(Collected data entries)
+ + + + +
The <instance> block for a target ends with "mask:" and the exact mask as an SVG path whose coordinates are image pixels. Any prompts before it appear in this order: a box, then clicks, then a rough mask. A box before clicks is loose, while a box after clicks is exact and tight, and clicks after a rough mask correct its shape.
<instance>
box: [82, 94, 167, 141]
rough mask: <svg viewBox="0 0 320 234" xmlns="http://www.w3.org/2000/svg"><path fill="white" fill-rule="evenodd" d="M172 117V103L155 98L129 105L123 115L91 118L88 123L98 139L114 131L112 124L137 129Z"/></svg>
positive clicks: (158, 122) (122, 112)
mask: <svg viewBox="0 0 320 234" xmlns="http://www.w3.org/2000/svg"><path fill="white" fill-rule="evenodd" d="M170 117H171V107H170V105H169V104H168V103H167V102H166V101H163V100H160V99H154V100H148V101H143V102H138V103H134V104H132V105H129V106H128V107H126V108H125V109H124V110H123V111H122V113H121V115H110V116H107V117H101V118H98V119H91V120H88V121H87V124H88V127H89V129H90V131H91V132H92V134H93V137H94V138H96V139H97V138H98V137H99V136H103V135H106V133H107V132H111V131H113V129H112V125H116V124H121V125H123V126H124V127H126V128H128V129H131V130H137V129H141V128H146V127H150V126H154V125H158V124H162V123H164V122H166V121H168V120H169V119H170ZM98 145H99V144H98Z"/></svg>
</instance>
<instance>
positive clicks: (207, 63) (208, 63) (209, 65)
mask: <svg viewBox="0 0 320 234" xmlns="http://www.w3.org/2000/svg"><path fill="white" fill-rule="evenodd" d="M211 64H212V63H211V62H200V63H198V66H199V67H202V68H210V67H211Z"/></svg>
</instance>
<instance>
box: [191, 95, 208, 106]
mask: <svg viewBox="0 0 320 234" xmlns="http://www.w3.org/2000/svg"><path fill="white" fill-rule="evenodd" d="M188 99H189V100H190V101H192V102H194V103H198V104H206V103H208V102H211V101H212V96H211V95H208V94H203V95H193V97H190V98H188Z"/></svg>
+ + + + +
— EXERCISE —
For each record above, give it again without a single change.

— SOLUTION TO THE EXERCISE —
The <instance> block for a target ends with "mask:" and the exact mask as an SVG path whose coordinates are image pixels. Any prompts before it appear in this order: a box, then clicks, then a rough mask. A box before clicks is loose, while a box after clicks is exact and tight, and clicks after a rough mask correct its shape.
<instance>
box: [82, 94, 167, 141]
rough mask: <svg viewBox="0 0 320 234" xmlns="http://www.w3.org/2000/svg"><path fill="white" fill-rule="evenodd" d="M172 117V103L155 98L129 105L123 115L91 118L88 123L98 139L114 131L112 124L137 129Z"/></svg>
positive clicks: (158, 122) (122, 112)
mask: <svg viewBox="0 0 320 234" xmlns="http://www.w3.org/2000/svg"><path fill="white" fill-rule="evenodd" d="M170 117H171V107H170V105H169V104H168V103H167V102H166V101H163V100H160V99H154V100H148V101H143V102H138V103H134V104H132V105H129V106H128V107H126V108H125V109H124V110H123V111H122V113H121V115H110V116H107V117H101V118H98V119H91V120H88V121H87V124H88V127H89V129H90V131H91V132H92V134H93V137H94V138H96V139H97V138H98V137H99V136H103V135H106V133H107V132H111V131H113V129H112V125H116V124H121V125H123V126H124V127H126V128H128V129H131V130H137V129H141V128H146V127H150V126H154V125H158V124H162V123H164V122H166V121H168V120H169V119H170ZM98 145H99V144H98Z"/></svg>
</instance>
<instance>
positive clicks: (207, 63) (208, 63) (209, 65)
mask: <svg viewBox="0 0 320 234" xmlns="http://www.w3.org/2000/svg"><path fill="white" fill-rule="evenodd" d="M211 64H212V63H211V62H200V63H198V66H199V67H202V68H210V67H211Z"/></svg>
</instance>
<instance>
box: [191, 95, 208, 106]
mask: <svg viewBox="0 0 320 234" xmlns="http://www.w3.org/2000/svg"><path fill="white" fill-rule="evenodd" d="M188 99H189V100H190V101H192V102H194V103H198V104H206V103H208V102H211V101H212V96H211V95H208V94H203V95H193V97H190V98H188Z"/></svg>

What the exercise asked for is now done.